(Source records)
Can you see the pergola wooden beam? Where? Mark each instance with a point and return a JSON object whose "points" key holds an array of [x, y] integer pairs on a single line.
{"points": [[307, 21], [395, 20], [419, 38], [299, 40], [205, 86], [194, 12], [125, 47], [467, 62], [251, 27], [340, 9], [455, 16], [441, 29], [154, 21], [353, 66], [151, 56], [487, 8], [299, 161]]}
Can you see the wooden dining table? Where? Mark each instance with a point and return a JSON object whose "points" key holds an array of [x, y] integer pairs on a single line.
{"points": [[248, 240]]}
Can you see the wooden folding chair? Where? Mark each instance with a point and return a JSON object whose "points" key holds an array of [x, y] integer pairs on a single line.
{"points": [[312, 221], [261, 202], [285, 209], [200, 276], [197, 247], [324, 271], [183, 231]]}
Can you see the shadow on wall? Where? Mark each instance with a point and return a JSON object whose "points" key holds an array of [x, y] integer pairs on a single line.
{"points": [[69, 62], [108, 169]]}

What to work on:
Each line above should be reproduced exactly, with nothing omitted.

Your response:
Can you see the pergola wooden beam? Where? Mark each instance with a point and return a JSON object whose "points" key holds an array of [x, y] integer pairs on a single line.
{"points": [[307, 21], [395, 20], [419, 38], [299, 40], [205, 86], [194, 12], [125, 47], [467, 62], [251, 27], [340, 9], [455, 16], [441, 29], [154, 21], [353, 66], [151, 56], [487, 8], [299, 161]]}
Can you see the wooden dining table? Where? Mark each instance with a point and return a JSON object whose "points" key holds an array of [x, y] integer pairs on a single line.
{"points": [[248, 240]]}
Can you see the wooden folding chair? Where? Mark each instance with a point and return a JSON object whose "points" key holds an array of [x, y] integer pairs on a single line.
{"points": [[312, 221], [261, 202], [285, 209], [200, 276], [197, 247], [324, 271], [183, 231]]}
Can you see the shadow on wall? Where? Mark each instance with a point and return a JSON object whose "points" key holds an array of [x, y] integer pairs on a single line.
{"points": [[69, 62], [108, 169]]}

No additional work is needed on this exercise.